◆ TESTO ESTRATTO
La disciplina introdotta dal Codice valorizza, in particolare, proprio l’istituto delle informazioni prefettizie che, sulla base dell’esperienza acquisita, si è rivelato strumento maggiormente idoneo (rispetto alle comunicazioni) a realizzare un sistema di controllo preventivo-amministrativo sul pericolo di infiltrazioni criminali nel settore degli appalti pubblici. Si è così ampliato l’elenco delle situazioni dalle quali è possibile desumere il tentativo di infiltrazione mafiosa, estendendolo anche ad attività ulteriori rispetto a quelle originariamente contemplate dall’art. 10 L. 575/1965 in ragione della loro suscettibilità ad essere permeabili alle infiltrazioni mafiose, anche per particolari condizioni ambientali e di contesto territoriale ed indipendentemente dal valore dei lavori.
In particolare, le fonti da cui possono essere tratte le indicazioni di «infiltrazione mafiosa» sono indicate dall’art. art. 84, co. 4, D.Lgs. 159/2011. Accanto alla previsione di tali fonti di informazione, il legislatore ha conferito al Prefetto il potere di rilevare il pericolo di infiltrazione mafiosa, oltre che da sentenze di condanna non definitiva per reati «strumentali», anche da concreti elementi da cui risulti che l’attività d’impresa possa essere oggetto del condizionamento mafioso, anche indiretto (art. 91, co. 6, D.Lgs. 159/2011).

◆ COMPITI
1. Rispondi alle domande sul brano sulle informazioni prefettizie.
(a) Rispetto a quale strumento l'istituto delle informazioni prefettizie si è rivelato più idoneo?
(b) Quale disposizione indica le fonti da cui trarre le indicazioni di «infiltrazione mafiosa»?
(c) Da quali sentenze il Prefetto può rilevare il pericolo di infiltrazione mafiosa?
2. Trascrivi dal brano sulle informazioni prefettizie il passo che va da "La disciplina introdotta" fino a "valore dei lavori." compreso.
3. Stabilisci se ciascuna affermazione concorda con il brano sulle informazioni prefettizie. Rispondi sì o no e cita le parole del brano che lo decidono.
(a) L'ampliamento dell'elenco delle situazioni dipende dal valore dei lavori.
(b) Il condizionamento mafioso dell'attività d'impresa può essere anche indiretto.
(c) Le attività originariamente previste erano quelle dell'art. 10 L. 575/1965.

◆ MATERIALE FORNITO
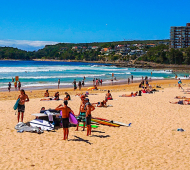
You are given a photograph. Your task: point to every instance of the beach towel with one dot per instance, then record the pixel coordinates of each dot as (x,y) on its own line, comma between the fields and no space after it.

◆ SOLUZIONI
1.
(a) Rispetto alle comunicazioni.
(b) L'art. 84, co. 4, D.Lgs. 159/2011.
(c) Da sentenze di condanna non definitiva per reati «strumentali».

2.
La disciplina introdotta dal Codice valorizza, in particolare, proprio l’istituto delle informazioni prefettizie che, sulla base dell’esperienza acquisita, si è rivelato strumento maggiormente idoneo (rispetto alle comunicazioni) a realizzare un sistema di controllo preventivo-amministrativo sul pericolo di infiltrazioni criminali nel settore degli appalti pubblici. Si è così ampliato l’elenco delle situazioni dalle quali è possibile desumere il tentativo di infiltrazione mafiosa, estendendolo anche ad attività ulteriori rispetto a quelle originariamente contemplate dall’art. 10 L. 575/1965 in ragione della loro suscettibilità ad essere permeabili alle infiltrazioni mafiose, anche per particolari condizioni ambientali e di contesto territoriale ed indipendentemente dal valore dei lavori.

3.
(a) No: "indipendentemente dal valore dei lavori".
(b) Sì: "possa essere oggetto del condizionamento mafioso, anche indiretto".
(c) Sì: "originariamente contemplate dall’art. 10 L. 575/1965".